## [DATA SUPPLIED]
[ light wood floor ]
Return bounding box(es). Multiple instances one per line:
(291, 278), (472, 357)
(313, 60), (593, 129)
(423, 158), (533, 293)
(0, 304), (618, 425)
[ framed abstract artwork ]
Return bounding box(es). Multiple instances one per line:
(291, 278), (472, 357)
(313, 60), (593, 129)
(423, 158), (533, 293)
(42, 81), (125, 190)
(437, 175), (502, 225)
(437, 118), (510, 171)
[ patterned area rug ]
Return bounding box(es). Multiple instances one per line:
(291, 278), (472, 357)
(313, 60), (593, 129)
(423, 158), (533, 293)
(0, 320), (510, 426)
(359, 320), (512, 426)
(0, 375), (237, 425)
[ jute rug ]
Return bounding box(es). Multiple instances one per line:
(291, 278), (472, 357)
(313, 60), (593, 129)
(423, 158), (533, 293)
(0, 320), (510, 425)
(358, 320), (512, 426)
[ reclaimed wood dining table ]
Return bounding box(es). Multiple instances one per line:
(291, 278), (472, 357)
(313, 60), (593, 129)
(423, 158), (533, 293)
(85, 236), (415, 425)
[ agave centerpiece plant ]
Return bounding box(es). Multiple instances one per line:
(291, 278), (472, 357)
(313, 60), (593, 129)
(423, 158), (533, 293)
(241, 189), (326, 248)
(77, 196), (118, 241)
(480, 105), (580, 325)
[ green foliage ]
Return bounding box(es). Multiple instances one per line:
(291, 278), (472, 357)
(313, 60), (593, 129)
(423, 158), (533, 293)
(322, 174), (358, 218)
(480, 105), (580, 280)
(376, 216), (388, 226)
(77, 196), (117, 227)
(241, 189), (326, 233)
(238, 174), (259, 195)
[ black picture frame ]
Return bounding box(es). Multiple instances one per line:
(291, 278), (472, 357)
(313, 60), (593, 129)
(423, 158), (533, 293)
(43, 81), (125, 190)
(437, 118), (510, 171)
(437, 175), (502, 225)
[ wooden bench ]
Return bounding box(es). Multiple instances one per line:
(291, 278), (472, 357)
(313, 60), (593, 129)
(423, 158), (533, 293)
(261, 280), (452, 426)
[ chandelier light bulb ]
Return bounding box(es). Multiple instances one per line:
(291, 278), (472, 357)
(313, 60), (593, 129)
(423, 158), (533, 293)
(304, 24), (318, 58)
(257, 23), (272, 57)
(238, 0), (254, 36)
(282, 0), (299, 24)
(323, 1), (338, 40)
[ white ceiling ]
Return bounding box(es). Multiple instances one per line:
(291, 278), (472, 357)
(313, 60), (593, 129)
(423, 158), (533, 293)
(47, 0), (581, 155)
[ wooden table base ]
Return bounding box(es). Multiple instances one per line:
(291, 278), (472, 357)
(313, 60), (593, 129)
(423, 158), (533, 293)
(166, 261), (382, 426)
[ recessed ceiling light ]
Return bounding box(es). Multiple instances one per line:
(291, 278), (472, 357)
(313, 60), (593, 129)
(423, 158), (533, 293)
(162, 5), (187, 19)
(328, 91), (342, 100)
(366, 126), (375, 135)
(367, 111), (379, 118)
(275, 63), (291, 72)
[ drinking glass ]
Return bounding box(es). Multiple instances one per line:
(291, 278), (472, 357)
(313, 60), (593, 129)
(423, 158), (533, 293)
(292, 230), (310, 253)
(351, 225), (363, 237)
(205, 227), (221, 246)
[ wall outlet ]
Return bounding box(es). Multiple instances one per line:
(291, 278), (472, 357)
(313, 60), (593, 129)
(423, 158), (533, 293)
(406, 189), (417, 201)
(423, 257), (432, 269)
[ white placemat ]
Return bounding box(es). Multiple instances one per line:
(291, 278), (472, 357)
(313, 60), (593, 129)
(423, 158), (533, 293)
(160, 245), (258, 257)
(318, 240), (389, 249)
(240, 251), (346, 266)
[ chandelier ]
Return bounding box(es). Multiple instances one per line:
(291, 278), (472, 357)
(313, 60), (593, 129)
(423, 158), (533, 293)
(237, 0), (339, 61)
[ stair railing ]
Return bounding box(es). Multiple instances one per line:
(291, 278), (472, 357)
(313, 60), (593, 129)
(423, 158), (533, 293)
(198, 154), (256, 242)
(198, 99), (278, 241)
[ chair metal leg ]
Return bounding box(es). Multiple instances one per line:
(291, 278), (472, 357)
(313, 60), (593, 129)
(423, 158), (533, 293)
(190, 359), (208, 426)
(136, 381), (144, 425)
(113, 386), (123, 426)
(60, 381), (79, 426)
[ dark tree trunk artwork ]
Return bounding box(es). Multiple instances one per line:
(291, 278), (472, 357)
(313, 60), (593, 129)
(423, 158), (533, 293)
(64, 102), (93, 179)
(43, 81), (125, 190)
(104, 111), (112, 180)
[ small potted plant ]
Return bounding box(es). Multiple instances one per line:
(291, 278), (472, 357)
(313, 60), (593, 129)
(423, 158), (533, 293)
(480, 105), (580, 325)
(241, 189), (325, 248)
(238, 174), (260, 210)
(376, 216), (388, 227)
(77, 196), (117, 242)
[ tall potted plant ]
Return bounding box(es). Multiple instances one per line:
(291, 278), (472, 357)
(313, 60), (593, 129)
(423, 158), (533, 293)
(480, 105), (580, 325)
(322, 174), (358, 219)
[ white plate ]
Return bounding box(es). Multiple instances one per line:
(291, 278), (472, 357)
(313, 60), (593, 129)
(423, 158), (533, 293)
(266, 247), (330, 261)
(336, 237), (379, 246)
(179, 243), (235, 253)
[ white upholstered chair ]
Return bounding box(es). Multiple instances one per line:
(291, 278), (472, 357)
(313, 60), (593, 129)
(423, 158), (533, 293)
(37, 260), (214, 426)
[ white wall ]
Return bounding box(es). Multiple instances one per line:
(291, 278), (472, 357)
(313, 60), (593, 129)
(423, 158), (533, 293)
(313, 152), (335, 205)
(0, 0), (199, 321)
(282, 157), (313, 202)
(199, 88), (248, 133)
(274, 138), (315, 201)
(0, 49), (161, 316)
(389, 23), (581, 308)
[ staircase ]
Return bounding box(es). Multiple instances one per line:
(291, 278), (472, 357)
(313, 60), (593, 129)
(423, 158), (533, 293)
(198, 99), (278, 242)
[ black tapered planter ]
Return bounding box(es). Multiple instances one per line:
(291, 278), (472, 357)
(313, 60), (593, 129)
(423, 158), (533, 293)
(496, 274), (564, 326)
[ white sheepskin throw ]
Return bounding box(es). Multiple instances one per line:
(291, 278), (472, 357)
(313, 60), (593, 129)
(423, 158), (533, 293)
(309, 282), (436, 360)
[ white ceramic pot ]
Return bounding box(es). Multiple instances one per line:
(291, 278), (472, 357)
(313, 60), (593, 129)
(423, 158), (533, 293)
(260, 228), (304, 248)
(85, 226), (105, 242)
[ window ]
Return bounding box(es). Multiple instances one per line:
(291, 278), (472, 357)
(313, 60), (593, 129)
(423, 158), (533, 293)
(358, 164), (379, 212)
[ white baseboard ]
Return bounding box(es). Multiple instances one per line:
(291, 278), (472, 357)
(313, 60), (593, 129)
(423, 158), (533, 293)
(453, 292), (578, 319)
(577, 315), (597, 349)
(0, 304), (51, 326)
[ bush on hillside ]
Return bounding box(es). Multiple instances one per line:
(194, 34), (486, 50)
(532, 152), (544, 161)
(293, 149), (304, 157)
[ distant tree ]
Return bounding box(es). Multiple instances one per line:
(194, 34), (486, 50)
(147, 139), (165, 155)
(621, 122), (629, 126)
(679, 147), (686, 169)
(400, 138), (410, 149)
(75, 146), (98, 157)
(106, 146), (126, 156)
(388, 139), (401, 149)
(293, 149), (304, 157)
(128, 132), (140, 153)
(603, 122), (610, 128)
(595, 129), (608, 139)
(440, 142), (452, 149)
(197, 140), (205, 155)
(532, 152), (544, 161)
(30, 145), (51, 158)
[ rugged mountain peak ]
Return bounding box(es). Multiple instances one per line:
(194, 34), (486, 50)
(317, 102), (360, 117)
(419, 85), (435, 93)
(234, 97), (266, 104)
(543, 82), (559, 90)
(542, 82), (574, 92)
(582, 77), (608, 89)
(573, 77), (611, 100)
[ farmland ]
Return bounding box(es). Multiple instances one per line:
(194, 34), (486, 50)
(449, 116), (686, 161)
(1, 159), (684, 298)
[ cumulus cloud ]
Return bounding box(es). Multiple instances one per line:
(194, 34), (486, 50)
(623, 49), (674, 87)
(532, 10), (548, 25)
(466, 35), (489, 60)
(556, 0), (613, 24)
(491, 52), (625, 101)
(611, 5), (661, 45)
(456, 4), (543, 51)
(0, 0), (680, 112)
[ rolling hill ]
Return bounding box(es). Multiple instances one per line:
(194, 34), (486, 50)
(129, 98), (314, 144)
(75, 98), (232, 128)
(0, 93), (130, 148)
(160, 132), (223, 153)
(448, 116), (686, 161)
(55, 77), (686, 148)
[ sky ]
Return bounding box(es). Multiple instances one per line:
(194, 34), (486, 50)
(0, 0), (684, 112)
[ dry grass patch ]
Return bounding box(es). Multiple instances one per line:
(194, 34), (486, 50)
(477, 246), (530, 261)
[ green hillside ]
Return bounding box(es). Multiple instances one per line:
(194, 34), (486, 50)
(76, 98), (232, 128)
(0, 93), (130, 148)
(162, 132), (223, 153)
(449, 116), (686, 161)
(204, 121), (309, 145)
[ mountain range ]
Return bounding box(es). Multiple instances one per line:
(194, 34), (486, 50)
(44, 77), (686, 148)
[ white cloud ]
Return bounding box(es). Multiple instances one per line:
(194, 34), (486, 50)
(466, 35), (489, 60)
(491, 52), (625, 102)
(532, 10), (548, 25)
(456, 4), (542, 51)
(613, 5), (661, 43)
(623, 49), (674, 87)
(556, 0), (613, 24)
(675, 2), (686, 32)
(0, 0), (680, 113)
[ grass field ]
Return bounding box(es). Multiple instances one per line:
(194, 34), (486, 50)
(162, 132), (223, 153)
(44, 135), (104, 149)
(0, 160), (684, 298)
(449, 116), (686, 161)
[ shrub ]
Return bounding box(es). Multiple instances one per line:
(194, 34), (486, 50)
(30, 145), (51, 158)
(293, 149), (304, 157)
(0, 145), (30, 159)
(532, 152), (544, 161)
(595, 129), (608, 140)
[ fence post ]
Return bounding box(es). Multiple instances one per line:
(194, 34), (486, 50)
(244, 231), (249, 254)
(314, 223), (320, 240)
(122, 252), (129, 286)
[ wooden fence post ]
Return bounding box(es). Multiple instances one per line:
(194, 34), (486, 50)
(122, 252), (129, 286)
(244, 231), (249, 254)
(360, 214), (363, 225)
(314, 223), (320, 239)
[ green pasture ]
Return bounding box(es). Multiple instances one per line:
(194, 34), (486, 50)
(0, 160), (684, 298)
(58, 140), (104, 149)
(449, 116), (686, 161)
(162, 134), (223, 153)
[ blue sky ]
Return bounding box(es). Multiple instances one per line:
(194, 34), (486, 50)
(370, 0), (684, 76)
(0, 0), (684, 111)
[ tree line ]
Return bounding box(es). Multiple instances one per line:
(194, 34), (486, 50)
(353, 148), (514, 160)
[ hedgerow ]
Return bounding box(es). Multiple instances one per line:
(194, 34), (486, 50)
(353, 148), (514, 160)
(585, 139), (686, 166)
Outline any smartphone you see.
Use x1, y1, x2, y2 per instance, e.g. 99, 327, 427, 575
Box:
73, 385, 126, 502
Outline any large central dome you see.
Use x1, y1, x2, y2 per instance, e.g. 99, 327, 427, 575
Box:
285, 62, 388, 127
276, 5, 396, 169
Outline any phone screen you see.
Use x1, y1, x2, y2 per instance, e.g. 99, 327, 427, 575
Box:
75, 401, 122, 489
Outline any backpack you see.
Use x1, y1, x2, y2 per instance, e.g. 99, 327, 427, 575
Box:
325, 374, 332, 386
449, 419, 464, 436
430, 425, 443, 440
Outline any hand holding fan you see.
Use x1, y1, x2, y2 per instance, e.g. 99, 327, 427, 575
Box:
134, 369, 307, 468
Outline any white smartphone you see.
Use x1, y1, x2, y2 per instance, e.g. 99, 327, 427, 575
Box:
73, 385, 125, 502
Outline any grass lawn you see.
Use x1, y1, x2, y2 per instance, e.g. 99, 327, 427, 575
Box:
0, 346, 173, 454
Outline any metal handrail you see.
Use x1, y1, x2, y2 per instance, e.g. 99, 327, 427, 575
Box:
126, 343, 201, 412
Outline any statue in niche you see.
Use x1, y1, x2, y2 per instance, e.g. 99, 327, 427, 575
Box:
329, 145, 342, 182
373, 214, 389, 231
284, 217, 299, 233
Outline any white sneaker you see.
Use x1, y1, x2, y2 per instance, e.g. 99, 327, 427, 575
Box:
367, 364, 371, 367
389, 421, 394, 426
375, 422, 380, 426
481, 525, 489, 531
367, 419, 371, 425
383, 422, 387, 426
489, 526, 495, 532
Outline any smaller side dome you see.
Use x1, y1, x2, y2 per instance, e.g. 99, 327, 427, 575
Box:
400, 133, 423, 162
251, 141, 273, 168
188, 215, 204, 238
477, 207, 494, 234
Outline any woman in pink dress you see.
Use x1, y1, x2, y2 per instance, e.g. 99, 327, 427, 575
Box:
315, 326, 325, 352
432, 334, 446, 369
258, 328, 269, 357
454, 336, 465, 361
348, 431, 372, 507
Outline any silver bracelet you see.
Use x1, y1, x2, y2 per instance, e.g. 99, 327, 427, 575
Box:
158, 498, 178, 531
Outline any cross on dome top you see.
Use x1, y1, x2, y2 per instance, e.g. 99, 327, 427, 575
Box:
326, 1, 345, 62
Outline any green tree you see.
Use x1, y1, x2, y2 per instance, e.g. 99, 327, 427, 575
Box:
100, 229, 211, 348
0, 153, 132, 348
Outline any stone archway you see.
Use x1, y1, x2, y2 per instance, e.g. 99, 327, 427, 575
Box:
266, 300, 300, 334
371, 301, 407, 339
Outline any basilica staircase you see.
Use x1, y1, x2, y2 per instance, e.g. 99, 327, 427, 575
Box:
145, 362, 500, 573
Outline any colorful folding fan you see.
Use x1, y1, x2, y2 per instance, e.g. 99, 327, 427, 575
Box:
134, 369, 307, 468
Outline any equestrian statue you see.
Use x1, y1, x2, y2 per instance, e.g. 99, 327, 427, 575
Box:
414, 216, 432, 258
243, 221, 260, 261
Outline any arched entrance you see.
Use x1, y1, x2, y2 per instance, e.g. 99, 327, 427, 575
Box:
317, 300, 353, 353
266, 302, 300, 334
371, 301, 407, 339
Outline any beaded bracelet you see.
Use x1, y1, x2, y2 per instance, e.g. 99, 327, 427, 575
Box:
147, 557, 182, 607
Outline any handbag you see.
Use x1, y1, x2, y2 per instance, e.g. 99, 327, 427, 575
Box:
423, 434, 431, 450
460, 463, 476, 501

## [WHAT IS REQUIRED]
The answer should be one number, the count of lines in this material that include the word "chair".

## [THE ANSWER]
2